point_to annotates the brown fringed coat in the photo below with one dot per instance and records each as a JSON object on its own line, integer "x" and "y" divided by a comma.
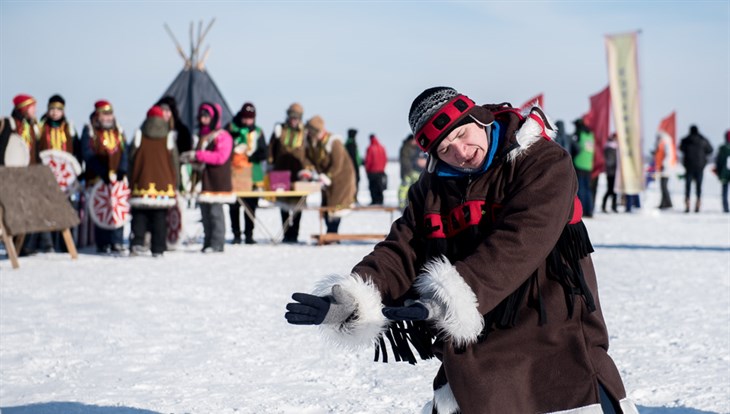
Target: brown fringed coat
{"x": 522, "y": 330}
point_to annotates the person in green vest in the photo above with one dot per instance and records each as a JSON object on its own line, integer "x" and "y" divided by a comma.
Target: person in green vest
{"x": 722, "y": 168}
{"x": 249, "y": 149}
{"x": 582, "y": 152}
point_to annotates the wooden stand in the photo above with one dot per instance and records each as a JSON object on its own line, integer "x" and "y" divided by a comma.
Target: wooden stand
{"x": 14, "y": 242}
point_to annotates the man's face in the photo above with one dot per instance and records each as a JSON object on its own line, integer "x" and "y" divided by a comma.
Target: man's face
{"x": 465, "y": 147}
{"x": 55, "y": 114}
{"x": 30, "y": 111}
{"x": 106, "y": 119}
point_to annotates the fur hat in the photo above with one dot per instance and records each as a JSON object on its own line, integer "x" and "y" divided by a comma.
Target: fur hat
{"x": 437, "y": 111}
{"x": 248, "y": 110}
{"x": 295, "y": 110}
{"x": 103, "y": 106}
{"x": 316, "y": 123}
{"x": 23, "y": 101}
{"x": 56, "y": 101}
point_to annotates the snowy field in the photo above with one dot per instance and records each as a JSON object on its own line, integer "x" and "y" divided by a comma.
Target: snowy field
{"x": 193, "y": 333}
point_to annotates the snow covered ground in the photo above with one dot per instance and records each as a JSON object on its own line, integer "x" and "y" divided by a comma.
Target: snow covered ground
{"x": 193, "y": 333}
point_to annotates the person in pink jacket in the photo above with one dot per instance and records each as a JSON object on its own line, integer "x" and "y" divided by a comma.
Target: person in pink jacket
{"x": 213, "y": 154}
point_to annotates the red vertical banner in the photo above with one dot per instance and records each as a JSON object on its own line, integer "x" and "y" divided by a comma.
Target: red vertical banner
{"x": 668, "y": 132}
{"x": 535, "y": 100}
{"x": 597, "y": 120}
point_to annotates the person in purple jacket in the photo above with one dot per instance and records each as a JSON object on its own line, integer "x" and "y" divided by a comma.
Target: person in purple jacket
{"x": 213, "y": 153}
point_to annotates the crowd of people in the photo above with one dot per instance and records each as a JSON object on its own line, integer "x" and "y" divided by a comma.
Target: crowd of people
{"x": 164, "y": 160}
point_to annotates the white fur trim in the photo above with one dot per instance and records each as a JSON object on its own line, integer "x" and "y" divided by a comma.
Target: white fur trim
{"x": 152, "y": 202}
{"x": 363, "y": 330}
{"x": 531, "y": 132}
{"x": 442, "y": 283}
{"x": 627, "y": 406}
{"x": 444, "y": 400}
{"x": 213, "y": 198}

────────────────────

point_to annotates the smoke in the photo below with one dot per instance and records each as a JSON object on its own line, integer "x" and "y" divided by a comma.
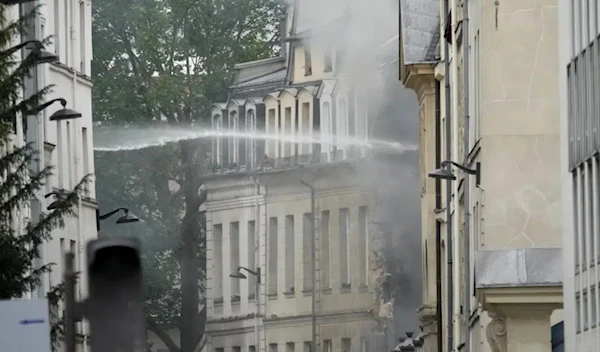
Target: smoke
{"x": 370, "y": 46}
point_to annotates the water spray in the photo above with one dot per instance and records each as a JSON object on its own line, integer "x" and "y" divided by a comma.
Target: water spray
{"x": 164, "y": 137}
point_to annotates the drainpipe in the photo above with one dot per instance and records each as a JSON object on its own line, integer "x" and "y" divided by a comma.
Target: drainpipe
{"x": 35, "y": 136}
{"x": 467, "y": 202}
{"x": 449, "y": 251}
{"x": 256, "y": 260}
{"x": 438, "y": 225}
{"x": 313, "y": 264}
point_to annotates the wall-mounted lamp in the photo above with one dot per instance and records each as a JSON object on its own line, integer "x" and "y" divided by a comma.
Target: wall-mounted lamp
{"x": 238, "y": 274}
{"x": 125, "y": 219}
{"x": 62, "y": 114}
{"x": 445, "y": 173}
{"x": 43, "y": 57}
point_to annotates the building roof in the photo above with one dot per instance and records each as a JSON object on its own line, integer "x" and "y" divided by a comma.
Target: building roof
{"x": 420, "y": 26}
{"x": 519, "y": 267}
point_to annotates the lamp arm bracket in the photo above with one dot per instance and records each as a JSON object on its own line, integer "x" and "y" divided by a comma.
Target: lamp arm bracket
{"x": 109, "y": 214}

────────────────────

** HOW TO COMPLETE THIS TASK **
Your answer should be the lines above, word for word, from the line with "point_to annotates the brown" through the line with "point_to annotates the fur", minus the pictures.

** ANSWER SECTION **
point_to annotates the brown fringed coat in the photo below with one dot per instance and records each as a JSON object on its own line, integer "x" and "y" divided by a comma.
Target: brown fringed coat
{"x": 522, "y": 330}
point_to annotates the person in green vest in the photo above with one dot per instance and records each as a JSON object on its own line, integer "x" and "y" divided by a comma.
Target: person in green vest
{"x": 722, "y": 168}
{"x": 249, "y": 149}
{"x": 582, "y": 152}
point_to annotates the wooden stand in the photo above with one dot per instance and records each as a JSON object on its own line, integer "x" and "y" divided by a comma.
Target: wooden stand
{"x": 14, "y": 242}
point_to annotates the man's face in the photo above with one dot per instance and records each as a JSON object on its own line, integer "x" and "y" divided by a comma.
Target: man's face
{"x": 465, "y": 147}
{"x": 55, "y": 114}
{"x": 30, "y": 111}
{"x": 106, "y": 119}
point_to annotates the fur hat in the photo above with one dot per instance and records each as a JSON object on its own line, integer "x" and "y" divided by a comma.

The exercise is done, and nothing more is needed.